## begin Material provided

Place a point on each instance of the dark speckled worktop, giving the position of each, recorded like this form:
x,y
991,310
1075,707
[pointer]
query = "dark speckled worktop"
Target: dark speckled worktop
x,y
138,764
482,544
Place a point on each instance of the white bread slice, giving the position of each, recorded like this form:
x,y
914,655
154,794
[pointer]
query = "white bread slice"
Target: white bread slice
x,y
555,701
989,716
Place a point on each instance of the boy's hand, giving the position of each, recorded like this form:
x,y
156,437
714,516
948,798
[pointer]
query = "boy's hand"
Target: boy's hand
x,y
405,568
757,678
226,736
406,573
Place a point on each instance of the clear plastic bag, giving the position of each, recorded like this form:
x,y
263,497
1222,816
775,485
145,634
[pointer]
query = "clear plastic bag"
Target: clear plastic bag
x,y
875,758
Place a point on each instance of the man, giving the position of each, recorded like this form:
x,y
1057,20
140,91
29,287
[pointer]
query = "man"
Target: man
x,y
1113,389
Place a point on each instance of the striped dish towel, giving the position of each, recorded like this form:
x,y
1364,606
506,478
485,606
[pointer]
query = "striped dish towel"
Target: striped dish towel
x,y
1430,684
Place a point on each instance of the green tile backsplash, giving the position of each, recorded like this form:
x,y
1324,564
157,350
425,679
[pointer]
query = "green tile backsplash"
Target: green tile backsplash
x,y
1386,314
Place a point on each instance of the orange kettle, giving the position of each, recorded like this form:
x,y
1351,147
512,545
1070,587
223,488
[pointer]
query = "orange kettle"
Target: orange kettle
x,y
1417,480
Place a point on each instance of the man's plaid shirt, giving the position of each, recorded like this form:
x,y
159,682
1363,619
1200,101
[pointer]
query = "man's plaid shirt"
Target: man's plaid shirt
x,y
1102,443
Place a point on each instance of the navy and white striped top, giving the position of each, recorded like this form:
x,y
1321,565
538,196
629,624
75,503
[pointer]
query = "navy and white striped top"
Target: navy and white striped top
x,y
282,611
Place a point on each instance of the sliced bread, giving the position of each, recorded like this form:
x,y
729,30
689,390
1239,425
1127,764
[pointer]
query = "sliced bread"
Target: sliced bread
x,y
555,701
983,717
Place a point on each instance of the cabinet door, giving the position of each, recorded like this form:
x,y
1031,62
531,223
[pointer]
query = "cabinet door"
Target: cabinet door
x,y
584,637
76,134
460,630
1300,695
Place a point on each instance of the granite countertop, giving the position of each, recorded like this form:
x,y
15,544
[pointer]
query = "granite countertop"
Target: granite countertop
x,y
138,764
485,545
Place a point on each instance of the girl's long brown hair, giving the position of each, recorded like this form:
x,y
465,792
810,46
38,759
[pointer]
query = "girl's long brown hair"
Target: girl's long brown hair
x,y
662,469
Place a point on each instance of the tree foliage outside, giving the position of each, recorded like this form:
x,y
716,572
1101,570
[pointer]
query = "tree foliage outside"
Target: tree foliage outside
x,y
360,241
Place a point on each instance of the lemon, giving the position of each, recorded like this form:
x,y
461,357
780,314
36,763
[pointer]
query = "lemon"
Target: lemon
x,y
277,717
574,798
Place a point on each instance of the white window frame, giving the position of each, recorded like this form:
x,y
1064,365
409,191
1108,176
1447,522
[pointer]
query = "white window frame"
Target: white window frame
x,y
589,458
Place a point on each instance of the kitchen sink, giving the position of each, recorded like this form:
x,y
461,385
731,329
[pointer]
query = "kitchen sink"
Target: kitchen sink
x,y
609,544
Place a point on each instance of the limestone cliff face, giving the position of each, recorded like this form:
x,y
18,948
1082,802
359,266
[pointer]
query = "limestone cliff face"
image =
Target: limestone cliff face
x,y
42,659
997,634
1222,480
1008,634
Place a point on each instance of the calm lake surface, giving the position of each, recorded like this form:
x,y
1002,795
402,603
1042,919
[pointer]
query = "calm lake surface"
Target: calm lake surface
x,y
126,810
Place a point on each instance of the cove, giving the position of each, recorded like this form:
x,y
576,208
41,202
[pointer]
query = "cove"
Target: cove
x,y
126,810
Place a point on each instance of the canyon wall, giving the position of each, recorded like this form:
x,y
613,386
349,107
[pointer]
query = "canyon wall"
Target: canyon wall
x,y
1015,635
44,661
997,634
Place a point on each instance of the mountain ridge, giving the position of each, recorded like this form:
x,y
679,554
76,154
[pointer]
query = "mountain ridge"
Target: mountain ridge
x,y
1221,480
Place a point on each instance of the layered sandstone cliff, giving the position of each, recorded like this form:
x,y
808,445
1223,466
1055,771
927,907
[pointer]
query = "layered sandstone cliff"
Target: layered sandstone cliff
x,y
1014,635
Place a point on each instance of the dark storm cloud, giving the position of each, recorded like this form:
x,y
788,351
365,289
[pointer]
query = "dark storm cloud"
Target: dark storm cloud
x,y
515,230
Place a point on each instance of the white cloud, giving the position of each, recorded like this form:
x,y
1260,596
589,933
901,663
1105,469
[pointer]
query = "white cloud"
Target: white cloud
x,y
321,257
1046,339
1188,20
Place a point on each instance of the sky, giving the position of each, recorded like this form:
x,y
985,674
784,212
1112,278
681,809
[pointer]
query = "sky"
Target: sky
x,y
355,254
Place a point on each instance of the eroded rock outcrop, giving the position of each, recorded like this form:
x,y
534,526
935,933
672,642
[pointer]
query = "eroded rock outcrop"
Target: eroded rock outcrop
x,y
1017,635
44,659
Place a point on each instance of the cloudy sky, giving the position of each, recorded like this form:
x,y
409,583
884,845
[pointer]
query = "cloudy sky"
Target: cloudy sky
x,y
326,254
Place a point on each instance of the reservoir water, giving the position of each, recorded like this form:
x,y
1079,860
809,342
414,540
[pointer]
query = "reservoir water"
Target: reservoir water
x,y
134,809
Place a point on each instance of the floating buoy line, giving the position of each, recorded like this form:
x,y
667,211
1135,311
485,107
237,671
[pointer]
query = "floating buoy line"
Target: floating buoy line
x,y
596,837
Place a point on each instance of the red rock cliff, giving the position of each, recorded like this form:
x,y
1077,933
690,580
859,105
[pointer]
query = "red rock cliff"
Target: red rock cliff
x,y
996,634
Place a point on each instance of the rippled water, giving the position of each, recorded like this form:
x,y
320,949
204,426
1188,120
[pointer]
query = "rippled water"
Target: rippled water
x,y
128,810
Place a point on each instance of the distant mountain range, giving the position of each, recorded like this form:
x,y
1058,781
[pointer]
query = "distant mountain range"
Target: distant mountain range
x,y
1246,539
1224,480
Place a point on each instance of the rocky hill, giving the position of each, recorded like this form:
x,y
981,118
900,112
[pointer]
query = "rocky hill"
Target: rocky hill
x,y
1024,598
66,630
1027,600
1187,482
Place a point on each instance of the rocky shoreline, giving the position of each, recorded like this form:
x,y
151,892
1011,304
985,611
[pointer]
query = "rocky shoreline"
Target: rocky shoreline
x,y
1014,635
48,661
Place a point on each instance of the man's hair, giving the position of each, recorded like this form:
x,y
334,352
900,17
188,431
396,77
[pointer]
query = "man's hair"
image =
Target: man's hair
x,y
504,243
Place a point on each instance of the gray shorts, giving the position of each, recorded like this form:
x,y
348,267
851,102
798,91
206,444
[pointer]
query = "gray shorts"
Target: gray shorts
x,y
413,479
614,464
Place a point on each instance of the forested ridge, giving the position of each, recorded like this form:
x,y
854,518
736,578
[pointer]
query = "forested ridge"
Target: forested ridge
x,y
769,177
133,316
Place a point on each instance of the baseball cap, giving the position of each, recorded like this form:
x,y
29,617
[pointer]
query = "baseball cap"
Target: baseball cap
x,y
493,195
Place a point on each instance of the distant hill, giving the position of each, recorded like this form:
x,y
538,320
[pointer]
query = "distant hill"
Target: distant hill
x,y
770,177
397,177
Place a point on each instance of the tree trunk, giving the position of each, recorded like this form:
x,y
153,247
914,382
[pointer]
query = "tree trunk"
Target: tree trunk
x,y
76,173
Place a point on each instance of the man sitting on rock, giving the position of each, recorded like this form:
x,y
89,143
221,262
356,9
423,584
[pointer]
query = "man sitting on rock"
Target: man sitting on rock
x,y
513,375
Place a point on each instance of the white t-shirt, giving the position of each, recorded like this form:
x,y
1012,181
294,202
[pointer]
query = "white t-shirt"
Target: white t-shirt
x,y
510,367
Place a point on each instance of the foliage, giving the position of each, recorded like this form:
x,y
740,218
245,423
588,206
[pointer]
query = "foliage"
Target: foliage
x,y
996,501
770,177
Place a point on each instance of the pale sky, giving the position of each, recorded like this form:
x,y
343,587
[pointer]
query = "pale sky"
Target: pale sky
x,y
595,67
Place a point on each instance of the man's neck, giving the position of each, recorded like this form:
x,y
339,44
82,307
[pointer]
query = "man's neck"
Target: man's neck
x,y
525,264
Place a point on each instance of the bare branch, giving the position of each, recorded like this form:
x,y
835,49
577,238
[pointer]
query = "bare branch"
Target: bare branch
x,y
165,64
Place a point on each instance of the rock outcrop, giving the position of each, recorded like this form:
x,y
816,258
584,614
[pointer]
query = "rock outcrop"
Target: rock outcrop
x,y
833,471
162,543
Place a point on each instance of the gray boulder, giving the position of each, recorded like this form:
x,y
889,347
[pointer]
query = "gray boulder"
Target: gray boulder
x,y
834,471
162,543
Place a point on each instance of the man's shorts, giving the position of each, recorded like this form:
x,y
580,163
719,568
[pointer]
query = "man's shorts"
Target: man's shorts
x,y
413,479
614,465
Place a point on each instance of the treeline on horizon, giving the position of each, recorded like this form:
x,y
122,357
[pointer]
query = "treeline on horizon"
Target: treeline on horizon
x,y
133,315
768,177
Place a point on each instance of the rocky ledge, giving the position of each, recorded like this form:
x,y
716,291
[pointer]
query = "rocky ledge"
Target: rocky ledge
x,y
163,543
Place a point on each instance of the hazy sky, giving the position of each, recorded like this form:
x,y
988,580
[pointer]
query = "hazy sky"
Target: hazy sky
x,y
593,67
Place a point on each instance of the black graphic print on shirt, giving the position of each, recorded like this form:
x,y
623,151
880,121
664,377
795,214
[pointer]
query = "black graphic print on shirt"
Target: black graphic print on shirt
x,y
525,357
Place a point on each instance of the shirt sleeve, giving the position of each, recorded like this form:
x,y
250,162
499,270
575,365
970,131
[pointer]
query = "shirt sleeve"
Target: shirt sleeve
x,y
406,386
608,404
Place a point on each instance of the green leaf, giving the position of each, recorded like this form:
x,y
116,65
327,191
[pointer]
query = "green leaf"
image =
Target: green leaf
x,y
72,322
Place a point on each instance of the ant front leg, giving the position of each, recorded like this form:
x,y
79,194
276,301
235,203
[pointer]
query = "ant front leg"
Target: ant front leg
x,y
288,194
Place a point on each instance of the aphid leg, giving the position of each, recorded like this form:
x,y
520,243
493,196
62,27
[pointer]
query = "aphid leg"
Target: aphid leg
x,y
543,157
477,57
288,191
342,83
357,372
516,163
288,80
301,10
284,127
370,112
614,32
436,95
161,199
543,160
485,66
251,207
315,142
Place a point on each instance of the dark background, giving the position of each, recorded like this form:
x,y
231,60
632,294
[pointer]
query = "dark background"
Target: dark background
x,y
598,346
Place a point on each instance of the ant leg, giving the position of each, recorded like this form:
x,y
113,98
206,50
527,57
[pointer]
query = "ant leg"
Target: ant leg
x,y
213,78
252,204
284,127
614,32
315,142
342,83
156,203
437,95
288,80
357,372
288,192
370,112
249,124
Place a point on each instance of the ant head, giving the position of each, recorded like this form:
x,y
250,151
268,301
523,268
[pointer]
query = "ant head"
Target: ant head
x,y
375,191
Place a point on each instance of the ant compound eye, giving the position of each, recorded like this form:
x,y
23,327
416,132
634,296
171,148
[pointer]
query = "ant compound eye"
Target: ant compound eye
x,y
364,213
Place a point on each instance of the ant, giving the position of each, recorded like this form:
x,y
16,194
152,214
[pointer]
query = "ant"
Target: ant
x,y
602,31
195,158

## end Material provided

> [Written problem] Starting at the line with "Place a point on each instance of the ant leg, giving", copy every line up to and including the last one in the entries above.

> [Answer to the exercise]
Place a point on each instance of the ant leg, giving the position of each, recorded like this form:
x,y
113,98
206,50
527,57
[pointer]
query = "ant leg"
Target: ant leg
x,y
213,78
252,204
284,127
614,32
315,142
342,83
156,203
437,95
288,80
357,372
288,192
370,112
249,124
Place a point on each instance of the ant head, giving the position of each, recorded like this form:
x,y
250,151
268,301
523,268
[pointer]
query = "ant head"
Target: ant head
x,y
375,191
Place a point on each instance of the ant compound eye, giving the position of each, recorded like this form:
x,y
23,327
416,132
634,296
171,148
[pointer]
query = "ant compound eye"
Target: ant compound eye
x,y
364,213
Place a point on each instance of the ant, giving the position of each, recorded like this form:
x,y
16,194
152,214
[pointer]
query = "ant"
Target: ant
x,y
602,31
195,158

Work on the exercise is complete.